* Work to do
**a.** In the Infinilabs Gateway config article, rewrite the passage that begins at the words "These variables define" and stops after "for log files.", substituting "folder" for every "directory".
**b.** According to the Infinilabs Gateway config article, why is configs.auto_reload typically set to false in production?
**c.** How would you extend the Infinilabs Gateway config article, picking up right after its last sentence?

BEGIN Text segment

Infinilabs Gateway Config File: A Layer‑by‑Layer Deep Dive

This article walks through the Infinilabs Gateway configuration file from top‑level environment variables down to low‑level disk queues, explaining each section—env, paths, gateway core, stats, API, Elasticsearch services, entry, router, flow, pipelines, metrics, disk queue, Badger KV, floating IP, and global elastic settings—so readers can quickly understand and customize the gateway for microservice and big‑data deployments.

Mingyi World Elasticsearch
Mingyi World Elasticsearch
Mingyi World Elasticsearch
Infinilabs Gateway Config File: A Layer‑by‑Layer Deep Dive

Overview

The Infinilabs Gateway is a high‑performance, extensible gateway used in microservice, distributed, and big‑data scenarios to handle traffic routing, access control, logging, metrics, and backend data aggregation. This guide dissects a complete gateway configuration file from top to bottom, providing a clear learning path for complex setups.

Reading order diagram
Reading order diagram

1. Environment Variables (env)

env:
  LOGGING_ES_ENDPOINT: https://localhost:9200/
  LOGGING_ES_USER: elastic
  LOGGING_ES_PASS: changeme
  PROD_ES_ENDPOINT: https://localhost:9200/
  PROD_ES_USER: elastic
  PROD_ES_PASS: changeme
  GW_BINDING: "0.0.0.0:8000"
  API_BINDING: "0.0.0.0:2900"

These variables define runtime values such as Elasticsearch endpoints, credentials, and the IP/port bindings for the gateway and its management API. They can be referenced elsewhere in the file with $[[env.VAR_NAME]], enabling portable and overridable configurations.

2. Basic Paths and Global Settings

path.data: data
path.logs: log
path.configs: config
configs.auto_reload: false

path.data – directory for persistent data (Badger KV, queue files, etc.).

path.logs – directory for log files.

path.configs – directory for additional configuration files.

configs.auto_reload – whether the gateway reloads the config automatically; typically set to false in production to avoid runtime instability.

3. Gateway Core Features

3.1 Gateway Layer (gateway)

gateway:
  disable_reuse_port_by_default: true

disable_reuse_port_by_default controls the SO_REUSEPORT option. If the underlying Linux kernel does not support or the feature is not needed, setting it to true disables port reuse to prevent conflicts.

3.2 Statistics (stats) and StatsD (statsd)

stats:
  enabled: true
  persist: true
  no_buffer: true
  buffer_size: 1000
  flush_interval_ms: 1000

statsd:
  enabled: false
  ...

stats.enabled – turns on internal request/latency/error counting.

persist – persists statistics across restarts.

END Text segment
BEGIN Available data

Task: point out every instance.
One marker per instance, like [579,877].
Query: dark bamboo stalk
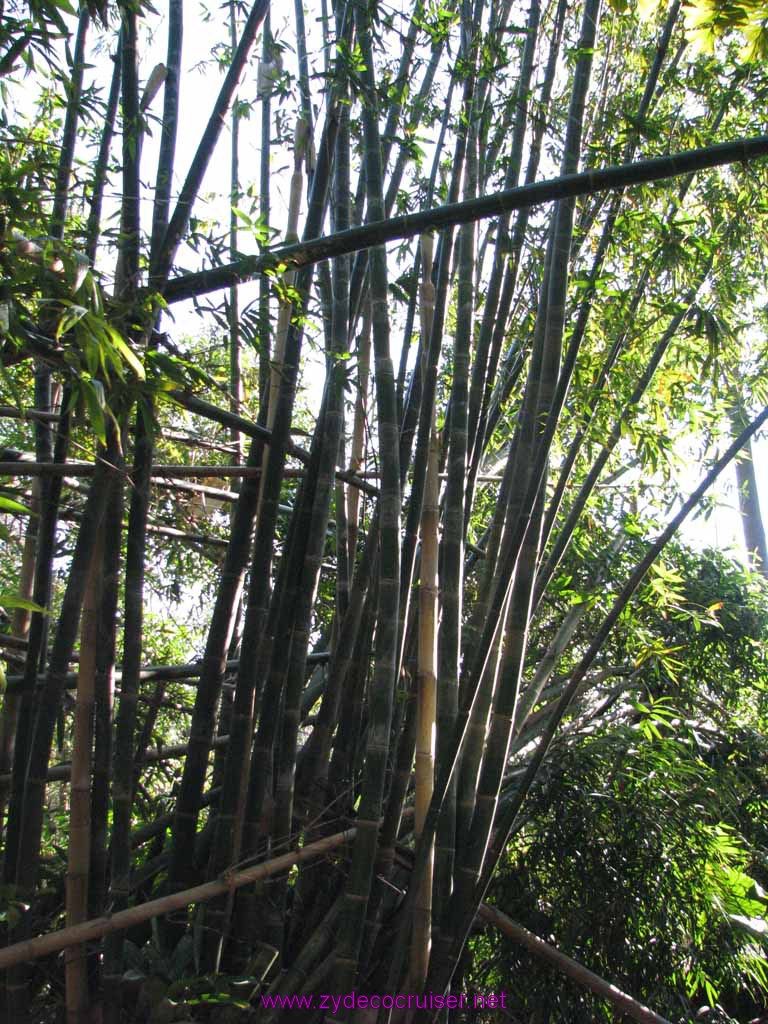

END Available data

* Answers
**a.**
These variables define runtime values such as Elasticsearch endpoints, credentials, and the IP/port bindings for the gateway and its management API. They can be referenced elsewhere in the file with $[[env.VAR_NAME]], enabling portable and overridable configurations.

2. Basic Paths and Global Settings

path.data: data
path.logs: log
path.configs: config
configs.auto_reload: false

path.data – folder for persistent data (Badger KV, queue files, etc.).

path.logs – folder for log files.

**b.** It is typically set to false in production to avoid runtime instability.

**c.**
no_buffer – writes statistics directly without buffering.

statsd.enabled – when true, forwards metrics to an external StatsD service (host, port, namespace, etc.). In this example it is disabled.

3.3 System API (api)

api:
  enabled: true
  network:
    binding: $[[env.API_BINDING]]
  security:
    enabled: false
    username: admin
    password: $[[keystore.API_PASS]]

api.enabled – exposes the management API at the address defined by API_BINDING.

security.enabled – toggles authentication for the API; when enabled, username and password (or a keystore entry) protect access.

4. Elasticsearch Service Definitions (elasticsearch)

elasticsearch:
  - name: prod
    enabled: true
    endpoints:
      - $[[env.PROD_ES_ENDPOINT]]
    discovery:
      enabled: false
    basic_auth:
      username: $[[env.PROD_ES_USER]]
      password: $[[env.PROD_ES_PASS]]
    traffic_control.max_bytes_per_node: 1010485760
    metadata_cache_enabled: false

  - name: logging-server
    enabled: true
    endpoints:
      - $[[env.LOGGING_ES_ENDPOINT]]
    basic_auth:
      username: $[[env.LOGGING_ES_USER]]
      password: $[[env.LOGGING_ES_PASS]]
    discovery:
      enabled: false

name distinguishes different clusters (e.g., prod for the production cluster, logging-server for log collection).

endpoints – list of Elasticsearch node URLs.

discovery.enabled – whether automatic node discovery is used.

basic_auth – credentials for clusters that require authentication.

traffic_control.max_bytes_per_node – per‑node request‑byte limit.

metadata_cache_enabled – enables caching of index mappings to improve performance.

5. Entry, Router, and Flow (entry, router, flow)

5.1 Entry (entry)

entry:
  - name: my_es_entry
    enabled: true
    router: my_router
    max_concurrency: 10000
    network:
      binding: $[[env.GW_BINDING]]
      reuse_port: true
    tls:
      enabled: true

entry.name – identifier for the listening instance (e.g., my_es_entry).

router – selects which router configuration handles incoming requests.

max_concurrency – maximum concurrent connections.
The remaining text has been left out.